======== INPUT RECORDS ========

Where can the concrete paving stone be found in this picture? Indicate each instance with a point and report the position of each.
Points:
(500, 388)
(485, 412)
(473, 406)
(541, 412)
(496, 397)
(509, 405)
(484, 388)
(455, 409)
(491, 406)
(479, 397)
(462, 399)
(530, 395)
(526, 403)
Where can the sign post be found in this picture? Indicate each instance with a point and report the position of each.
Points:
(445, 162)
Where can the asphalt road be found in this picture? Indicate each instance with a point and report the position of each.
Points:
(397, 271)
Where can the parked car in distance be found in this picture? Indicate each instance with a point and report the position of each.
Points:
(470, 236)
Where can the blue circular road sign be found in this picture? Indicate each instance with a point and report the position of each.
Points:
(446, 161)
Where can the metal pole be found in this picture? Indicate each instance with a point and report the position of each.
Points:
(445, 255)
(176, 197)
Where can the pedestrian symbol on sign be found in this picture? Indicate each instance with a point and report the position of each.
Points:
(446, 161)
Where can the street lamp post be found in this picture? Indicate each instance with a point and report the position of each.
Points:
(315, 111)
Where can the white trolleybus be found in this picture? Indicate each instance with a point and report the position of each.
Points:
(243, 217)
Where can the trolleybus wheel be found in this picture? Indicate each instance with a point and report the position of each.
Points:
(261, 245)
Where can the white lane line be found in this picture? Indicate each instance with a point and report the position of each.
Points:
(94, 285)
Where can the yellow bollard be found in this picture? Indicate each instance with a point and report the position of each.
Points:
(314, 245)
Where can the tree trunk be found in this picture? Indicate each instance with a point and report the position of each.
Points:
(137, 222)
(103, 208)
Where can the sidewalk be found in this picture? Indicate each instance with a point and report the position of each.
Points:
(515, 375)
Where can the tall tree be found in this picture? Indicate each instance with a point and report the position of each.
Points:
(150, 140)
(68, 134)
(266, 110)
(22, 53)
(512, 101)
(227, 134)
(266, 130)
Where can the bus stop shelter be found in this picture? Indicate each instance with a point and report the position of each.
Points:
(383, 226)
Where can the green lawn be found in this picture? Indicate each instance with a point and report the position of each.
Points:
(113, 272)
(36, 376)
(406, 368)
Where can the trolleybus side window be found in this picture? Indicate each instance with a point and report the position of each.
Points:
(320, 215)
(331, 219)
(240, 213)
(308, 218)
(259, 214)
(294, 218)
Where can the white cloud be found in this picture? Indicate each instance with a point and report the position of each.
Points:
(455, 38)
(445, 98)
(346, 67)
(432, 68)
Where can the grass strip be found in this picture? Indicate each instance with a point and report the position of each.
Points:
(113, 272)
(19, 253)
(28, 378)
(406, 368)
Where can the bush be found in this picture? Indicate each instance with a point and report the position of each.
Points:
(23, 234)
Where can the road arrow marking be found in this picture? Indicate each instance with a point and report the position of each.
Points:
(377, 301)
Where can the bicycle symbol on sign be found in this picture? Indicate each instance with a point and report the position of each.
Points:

========

## ABOUT THIS EXERCISE
From the records above, copy only the lines starting with the line that holds "Where can the white trolleybus" and going on through the line that holds "Where can the green", exactly as written.

## EXPECTED OUTPUT
Where can the white trolleybus be found in this picture? Indicate each instance with a point and report the position of each.
Points:
(243, 217)
Where can the trolleybus wheel be found in this picture? Indicate each instance with a point and report the position of each.
Points:
(261, 245)
Where can the white lane line be found in this picture? Indicate each instance with a point and report the position of each.
Points:
(94, 285)
Where can the yellow bollard be found in this picture? Indicate each instance with a point and report the position of each.
Points:
(314, 245)
Where can the tree trunk be found in this picture? Indicate each instance with a point and report the position of each.
Points:
(137, 222)
(103, 208)
Where can the sidewalk be found in this picture? Indicate each instance with a point and report the position of each.
Points:
(515, 375)
Where can the tall tree be found in this picture? Indicate each instance with a point and report the position of each.
Points:
(150, 140)
(68, 134)
(266, 110)
(22, 53)
(512, 101)
(227, 134)
(266, 130)
Where can the bus stop shelter be found in this picture? Indicate each instance with a point and report the position of each.
Points:
(383, 226)
Where can the green lawn be found in this picture? Indicate each instance with a point and report the position of each.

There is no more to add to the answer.